**Kutipan Pilihan:**
General Manager Monkey Forest Ubud Nyoman Sutarjana menyatakan, obyek wisata Monkey Forest Ubud ditutup sejak April 2020 sebagai dampak pandemi Covid-19. Sebelum terdampak pandemi Covid-19, Monkey Forest Ubud mendapat kunjungan hingga 4.000 wisatawan dalam sehari.
Protokol kesehatan
Sutarjana mengatakan, pihaknya tetap merawat dan memberi makan satwa di kawasan Monkey Forest Ubud, utamanya monyet ekor panjang (Macaca fascicularis) yang jumlahnya dinyatakan lebih dari 1.100 ekor meskipun obyek wisata tersebut ditutup.

**Data Mentah:**
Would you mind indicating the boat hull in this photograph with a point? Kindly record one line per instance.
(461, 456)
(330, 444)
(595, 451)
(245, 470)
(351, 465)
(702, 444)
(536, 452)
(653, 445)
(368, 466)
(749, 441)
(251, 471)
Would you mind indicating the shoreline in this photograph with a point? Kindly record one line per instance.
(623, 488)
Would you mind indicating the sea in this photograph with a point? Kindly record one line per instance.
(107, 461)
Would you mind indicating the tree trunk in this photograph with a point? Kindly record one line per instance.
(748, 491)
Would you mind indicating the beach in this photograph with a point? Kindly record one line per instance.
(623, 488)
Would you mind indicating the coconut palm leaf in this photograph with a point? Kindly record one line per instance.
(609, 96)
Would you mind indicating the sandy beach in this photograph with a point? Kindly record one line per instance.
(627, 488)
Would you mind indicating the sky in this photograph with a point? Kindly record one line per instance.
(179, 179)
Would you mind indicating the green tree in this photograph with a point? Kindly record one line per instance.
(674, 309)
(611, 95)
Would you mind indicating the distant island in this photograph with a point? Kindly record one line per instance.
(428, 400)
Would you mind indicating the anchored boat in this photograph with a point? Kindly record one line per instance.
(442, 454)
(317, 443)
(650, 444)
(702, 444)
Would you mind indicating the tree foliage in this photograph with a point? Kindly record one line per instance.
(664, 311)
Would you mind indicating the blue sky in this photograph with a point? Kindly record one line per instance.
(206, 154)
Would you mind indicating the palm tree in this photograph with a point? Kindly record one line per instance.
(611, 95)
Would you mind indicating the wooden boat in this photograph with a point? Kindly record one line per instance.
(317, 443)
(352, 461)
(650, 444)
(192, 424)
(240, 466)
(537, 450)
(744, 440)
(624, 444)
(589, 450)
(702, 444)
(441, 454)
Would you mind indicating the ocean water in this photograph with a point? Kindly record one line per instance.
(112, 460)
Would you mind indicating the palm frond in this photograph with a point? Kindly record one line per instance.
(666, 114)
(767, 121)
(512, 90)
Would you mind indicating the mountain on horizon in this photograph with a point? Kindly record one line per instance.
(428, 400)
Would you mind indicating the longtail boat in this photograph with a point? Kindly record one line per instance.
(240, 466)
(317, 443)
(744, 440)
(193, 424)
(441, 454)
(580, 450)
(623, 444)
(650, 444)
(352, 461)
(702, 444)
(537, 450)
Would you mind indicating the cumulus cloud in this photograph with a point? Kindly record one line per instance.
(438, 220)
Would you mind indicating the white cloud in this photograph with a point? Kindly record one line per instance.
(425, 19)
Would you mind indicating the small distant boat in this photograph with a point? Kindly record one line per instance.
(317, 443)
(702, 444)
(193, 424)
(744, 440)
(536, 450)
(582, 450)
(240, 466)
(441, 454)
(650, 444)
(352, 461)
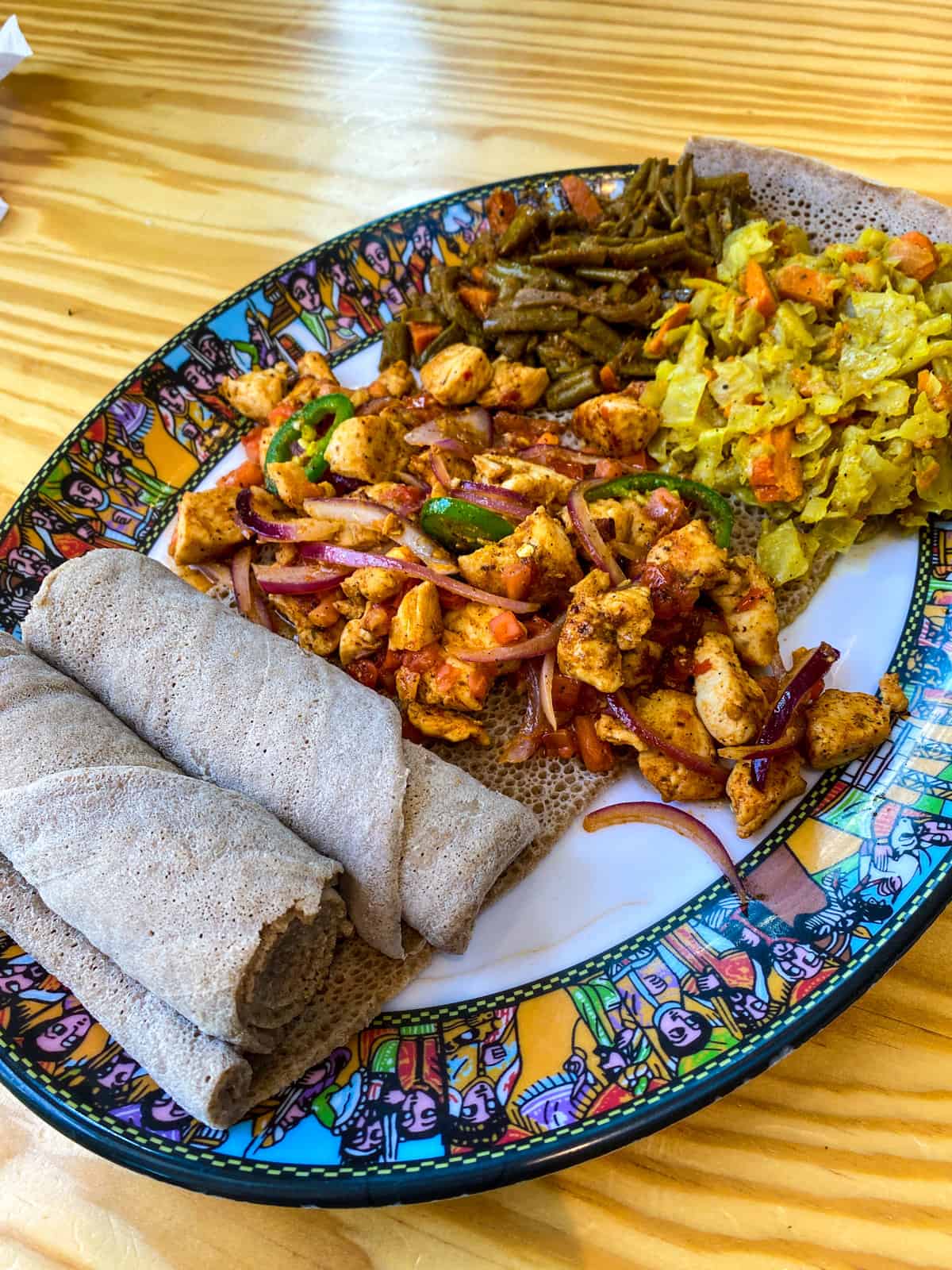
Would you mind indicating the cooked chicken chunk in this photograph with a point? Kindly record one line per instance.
(357, 641)
(731, 705)
(313, 635)
(689, 556)
(843, 725)
(673, 717)
(397, 380)
(257, 393)
(376, 584)
(454, 683)
(537, 550)
(418, 620)
(514, 387)
(892, 695)
(207, 527)
(535, 480)
(368, 448)
(469, 626)
(600, 626)
(446, 724)
(457, 375)
(753, 806)
(291, 482)
(616, 423)
(749, 609)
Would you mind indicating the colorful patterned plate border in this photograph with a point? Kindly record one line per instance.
(431, 1104)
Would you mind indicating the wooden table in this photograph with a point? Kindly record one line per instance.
(155, 158)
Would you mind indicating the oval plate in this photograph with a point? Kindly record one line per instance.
(568, 1029)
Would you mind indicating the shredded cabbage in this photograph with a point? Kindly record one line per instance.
(854, 359)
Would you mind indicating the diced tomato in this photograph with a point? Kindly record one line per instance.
(596, 755)
(422, 334)
(507, 628)
(447, 676)
(565, 692)
(517, 579)
(244, 476)
(562, 743)
(251, 441)
(914, 254)
(425, 660)
(282, 412)
(365, 672)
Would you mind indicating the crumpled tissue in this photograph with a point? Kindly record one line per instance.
(13, 50)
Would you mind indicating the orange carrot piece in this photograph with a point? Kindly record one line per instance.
(914, 254)
(774, 473)
(799, 283)
(609, 380)
(582, 201)
(422, 334)
(757, 286)
(654, 344)
(480, 300)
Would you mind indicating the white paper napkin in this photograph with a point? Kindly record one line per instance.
(13, 50)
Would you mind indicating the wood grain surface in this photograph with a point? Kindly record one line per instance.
(155, 158)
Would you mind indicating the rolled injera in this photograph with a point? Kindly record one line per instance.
(197, 893)
(230, 702)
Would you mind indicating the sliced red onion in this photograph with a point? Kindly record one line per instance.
(620, 708)
(438, 467)
(539, 454)
(376, 406)
(672, 818)
(545, 683)
(497, 498)
(276, 579)
(248, 597)
(592, 541)
(738, 753)
(527, 741)
(535, 647)
(809, 675)
(376, 516)
(301, 530)
(351, 559)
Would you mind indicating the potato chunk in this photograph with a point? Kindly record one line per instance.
(731, 705)
(843, 725)
(753, 806)
(457, 375)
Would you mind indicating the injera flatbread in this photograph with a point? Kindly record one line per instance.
(196, 892)
(232, 702)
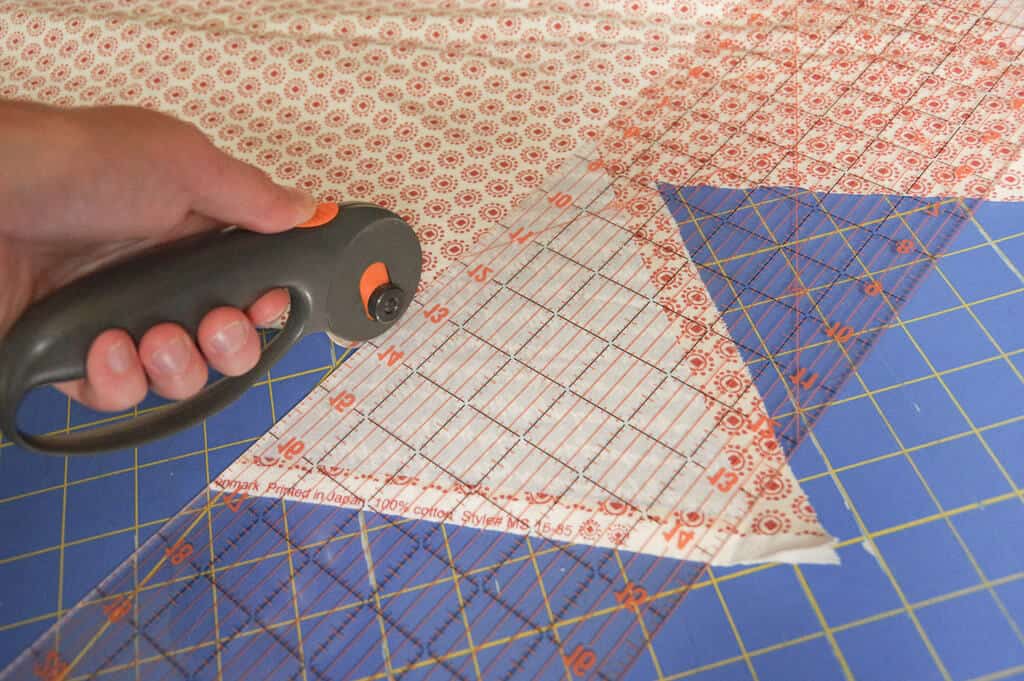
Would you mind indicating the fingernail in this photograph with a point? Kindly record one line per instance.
(171, 358)
(119, 357)
(229, 339)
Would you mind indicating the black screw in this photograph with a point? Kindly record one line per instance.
(385, 303)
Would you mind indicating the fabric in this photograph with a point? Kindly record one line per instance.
(455, 114)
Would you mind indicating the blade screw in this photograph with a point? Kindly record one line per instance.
(386, 302)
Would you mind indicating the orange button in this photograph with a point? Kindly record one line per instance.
(325, 213)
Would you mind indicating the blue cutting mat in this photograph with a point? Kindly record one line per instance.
(922, 460)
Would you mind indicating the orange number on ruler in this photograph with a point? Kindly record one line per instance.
(342, 401)
(437, 313)
(839, 333)
(52, 668)
(682, 537)
(179, 552)
(291, 449)
(803, 380)
(390, 356)
(560, 200)
(724, 479)
(582, 660)
(480, 273)
(520, 237)
(631, 595)
(235, 500)
(117, 609)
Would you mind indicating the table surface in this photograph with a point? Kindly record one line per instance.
(918, 469)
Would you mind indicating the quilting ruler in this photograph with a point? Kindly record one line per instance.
(239, 586)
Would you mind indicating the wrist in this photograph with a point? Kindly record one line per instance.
(37, 144)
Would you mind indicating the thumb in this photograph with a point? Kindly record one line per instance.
(236, 193)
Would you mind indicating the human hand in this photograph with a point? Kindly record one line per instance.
(82, 187)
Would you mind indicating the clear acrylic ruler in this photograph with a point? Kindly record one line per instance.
(563, 383)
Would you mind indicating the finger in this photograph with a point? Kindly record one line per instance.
(228, 341)
(237, 193)
(114, 376)
(175, 368)
(270, 308)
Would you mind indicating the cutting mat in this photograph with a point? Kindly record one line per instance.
(916, 468)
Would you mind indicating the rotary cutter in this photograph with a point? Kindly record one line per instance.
(351, 271)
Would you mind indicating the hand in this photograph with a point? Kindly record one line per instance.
(81, 187)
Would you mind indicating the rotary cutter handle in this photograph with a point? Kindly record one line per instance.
(351, 273)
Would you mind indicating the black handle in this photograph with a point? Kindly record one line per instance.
(180, 283)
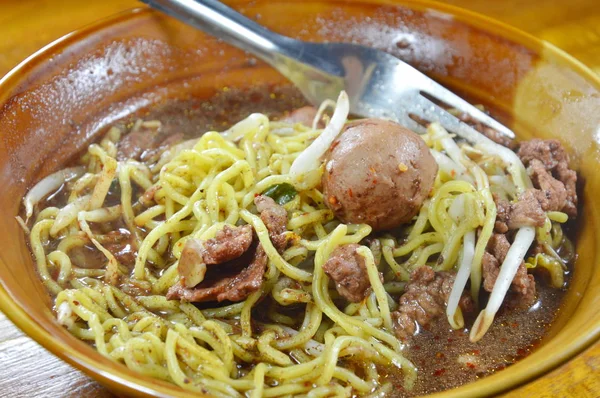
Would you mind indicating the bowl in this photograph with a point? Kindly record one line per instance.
(55, 102)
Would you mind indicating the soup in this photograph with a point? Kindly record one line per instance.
(299, 252)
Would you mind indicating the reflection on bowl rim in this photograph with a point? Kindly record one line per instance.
(143, 385)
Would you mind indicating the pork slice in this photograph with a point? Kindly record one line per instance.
(526, 211)
(226, 286)
(425, 298)
(348, 270)
(275, 218)
(569, 178)
(548, 167)
(554, 190)
(502, 214)
(550, 152)
(228, 244)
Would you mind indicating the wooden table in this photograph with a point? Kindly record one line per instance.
(28, 370)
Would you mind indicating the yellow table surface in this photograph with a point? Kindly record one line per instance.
(28, 370)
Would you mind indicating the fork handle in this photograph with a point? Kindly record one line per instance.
(217, 19)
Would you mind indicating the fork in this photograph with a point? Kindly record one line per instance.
(378, 84)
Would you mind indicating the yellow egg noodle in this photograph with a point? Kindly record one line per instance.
(204, 184)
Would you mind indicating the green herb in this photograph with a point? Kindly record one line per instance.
(281, 193)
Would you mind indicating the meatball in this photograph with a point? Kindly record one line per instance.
(377, 172)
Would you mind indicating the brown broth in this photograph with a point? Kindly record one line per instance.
(446, 358)
(435, 351)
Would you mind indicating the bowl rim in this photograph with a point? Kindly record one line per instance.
(143, 385)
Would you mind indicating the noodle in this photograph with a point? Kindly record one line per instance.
(231, 350)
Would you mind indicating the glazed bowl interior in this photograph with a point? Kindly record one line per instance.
(56, 102)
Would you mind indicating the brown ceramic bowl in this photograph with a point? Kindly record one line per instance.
(52, 105)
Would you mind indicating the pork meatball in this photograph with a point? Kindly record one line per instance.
(377, 172)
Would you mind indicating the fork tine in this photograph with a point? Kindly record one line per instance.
(426, 109)
(443, 94)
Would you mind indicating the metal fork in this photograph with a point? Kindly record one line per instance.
(378, 84)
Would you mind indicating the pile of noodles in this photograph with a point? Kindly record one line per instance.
(335, 349)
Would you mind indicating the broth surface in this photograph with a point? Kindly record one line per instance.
(445, 358)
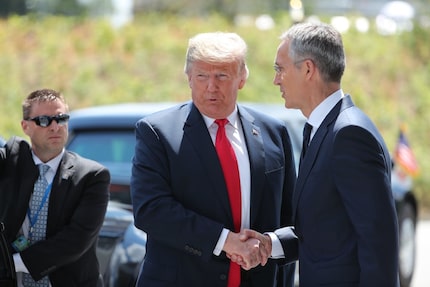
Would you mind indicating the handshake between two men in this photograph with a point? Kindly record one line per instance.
(248, 248)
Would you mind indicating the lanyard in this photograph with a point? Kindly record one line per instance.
(33, 219)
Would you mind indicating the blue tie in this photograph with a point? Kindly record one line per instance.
(38, 217)
(306, 138)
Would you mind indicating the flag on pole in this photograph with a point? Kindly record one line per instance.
(404, 156)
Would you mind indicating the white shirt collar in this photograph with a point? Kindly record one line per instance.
(323, 109)
(233, 119)
(53, 164)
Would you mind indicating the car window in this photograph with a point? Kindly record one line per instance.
(104, 146)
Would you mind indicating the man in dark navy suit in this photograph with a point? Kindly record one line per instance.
(75, 199)
(181, 196)
(345, 226)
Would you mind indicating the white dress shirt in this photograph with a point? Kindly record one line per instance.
(234, 133)
(49, 175)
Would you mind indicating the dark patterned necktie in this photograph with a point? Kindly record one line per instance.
(38, 216)
(306, 138)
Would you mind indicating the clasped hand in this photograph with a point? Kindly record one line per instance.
(248, 248)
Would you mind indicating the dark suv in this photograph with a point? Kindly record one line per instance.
(106, 134)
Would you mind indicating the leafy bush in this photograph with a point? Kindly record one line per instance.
(93, 64)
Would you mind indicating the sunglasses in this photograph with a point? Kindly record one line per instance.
(45, 121)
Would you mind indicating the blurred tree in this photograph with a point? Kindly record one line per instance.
(10, 7)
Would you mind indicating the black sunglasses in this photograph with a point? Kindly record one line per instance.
(45, 121)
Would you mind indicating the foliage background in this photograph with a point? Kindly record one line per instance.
(93, 64)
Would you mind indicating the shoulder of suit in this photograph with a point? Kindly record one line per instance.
(260, 116)
(78, 160)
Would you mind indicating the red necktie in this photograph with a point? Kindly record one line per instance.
(230, 170)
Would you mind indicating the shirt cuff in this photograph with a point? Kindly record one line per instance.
(19, 264)
(221, 242)
(277, 250)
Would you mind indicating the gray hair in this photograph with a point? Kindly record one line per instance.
(320, 43)
(217, 47)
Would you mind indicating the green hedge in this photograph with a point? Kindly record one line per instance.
(92, 64)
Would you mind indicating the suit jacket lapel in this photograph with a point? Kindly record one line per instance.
(196, 132)
(314, 147)
(254, 143)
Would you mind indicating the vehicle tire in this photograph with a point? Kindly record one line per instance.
(407, 243)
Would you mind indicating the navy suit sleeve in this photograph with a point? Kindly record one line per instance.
(166, 203)
(362, 177)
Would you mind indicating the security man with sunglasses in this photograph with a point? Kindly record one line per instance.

**Permintaan Tugas:**
Salin seluruh kutipan tentang Monkey Forest Ubud tanpa mengubah apa pun. Kerjakan hanya dengan berpegang pada kutipan ini.

**Jawaban Latihan:**
General Manager Monkey Forest Ubud Nyoman Sutarjana menyatakan, obyek wisata Monkey Forest Ubud ditutup sejak April 2020 sebagai dampak pandemi Covid-19. Sebelum terdampak pandemi Covid-19, Monkey Forest Ubud mendapat kunjungan hingga 4.000 wisatawan dalam sehari.
Protokol kesehatan
Sutarjana mengatakan, pihaknya tetap merawat dan memberi makan satwa di kawasan Monkey Forest Ubud, utamanya monyet ekor panjang (Macaca fascicularis) yang jumlahnya dinyatakan lebih dari 1.100 ekor meskipun obyek wisata tersebut ditutup.